__EXERCISE DETAILS__:
Rewrite every line from the one containing "In this exercise you will pick out the groom" through the last line, inclusive, keeping all wording as it stands. Multiply each x and y coordinate in the answers by 0.75 and round each result to the nearest whole number, with halves rounded up.

__SUPPLIED DATA__:
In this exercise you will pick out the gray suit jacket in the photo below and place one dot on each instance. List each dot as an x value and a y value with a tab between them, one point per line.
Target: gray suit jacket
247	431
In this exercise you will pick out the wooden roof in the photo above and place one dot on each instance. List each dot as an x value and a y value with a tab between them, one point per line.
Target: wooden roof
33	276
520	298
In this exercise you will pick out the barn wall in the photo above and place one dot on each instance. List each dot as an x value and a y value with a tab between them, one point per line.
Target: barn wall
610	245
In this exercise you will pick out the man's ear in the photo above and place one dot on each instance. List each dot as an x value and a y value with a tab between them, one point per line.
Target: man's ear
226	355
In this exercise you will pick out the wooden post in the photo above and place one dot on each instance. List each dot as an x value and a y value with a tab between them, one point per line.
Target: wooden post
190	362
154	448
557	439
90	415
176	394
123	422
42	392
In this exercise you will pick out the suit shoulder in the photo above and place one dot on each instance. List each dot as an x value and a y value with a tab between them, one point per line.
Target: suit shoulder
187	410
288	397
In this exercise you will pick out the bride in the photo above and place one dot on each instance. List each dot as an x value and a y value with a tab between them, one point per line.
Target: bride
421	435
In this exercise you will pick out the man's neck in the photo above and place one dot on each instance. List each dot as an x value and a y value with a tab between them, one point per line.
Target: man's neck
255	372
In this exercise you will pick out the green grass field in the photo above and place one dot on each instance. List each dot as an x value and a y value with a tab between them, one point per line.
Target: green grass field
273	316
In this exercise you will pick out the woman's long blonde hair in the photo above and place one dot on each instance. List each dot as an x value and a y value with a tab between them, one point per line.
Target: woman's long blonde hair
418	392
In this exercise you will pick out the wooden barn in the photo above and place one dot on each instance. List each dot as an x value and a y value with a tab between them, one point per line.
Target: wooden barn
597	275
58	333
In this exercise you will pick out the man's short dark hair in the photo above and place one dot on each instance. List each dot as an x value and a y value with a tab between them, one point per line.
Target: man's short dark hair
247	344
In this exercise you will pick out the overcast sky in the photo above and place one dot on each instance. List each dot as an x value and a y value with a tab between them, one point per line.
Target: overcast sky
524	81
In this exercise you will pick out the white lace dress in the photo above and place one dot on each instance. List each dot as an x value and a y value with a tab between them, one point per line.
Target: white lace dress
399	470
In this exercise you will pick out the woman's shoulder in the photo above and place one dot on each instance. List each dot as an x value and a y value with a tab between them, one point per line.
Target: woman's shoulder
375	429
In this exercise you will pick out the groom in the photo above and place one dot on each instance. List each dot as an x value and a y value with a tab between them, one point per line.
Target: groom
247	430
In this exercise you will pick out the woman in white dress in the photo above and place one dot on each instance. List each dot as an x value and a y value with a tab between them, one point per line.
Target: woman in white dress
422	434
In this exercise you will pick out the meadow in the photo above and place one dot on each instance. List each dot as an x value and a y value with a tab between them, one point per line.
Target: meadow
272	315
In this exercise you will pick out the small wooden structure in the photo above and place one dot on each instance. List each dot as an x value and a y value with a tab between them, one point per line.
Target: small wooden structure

__ANSWER TO THIS PROBLEM__:
In this exercise you will pick out the groom in the photo above and place one dot on each instance. List each dot as an x value and a y value with a tab between them, one point per line.
Target: groom
185	323
In this exercise you will pick out the woman in white dress in the photo above and place one dot on each instance. List each dot as an x value and a y value with a tab between them, one point per line.
Target: woman in white dress
317	326
In this exercise you will pick out the meadow in the photo above and place one dot on each instance. List each dot as an x value and a y value with a tab between them, one point per line.
Target: meadow
204	236
In this exercise you will pick out the small wooden structure in the photo above and place one dot on each instance. List each dot as an x value and a y value with a tab between them, one point per line.
Target: small wooden structure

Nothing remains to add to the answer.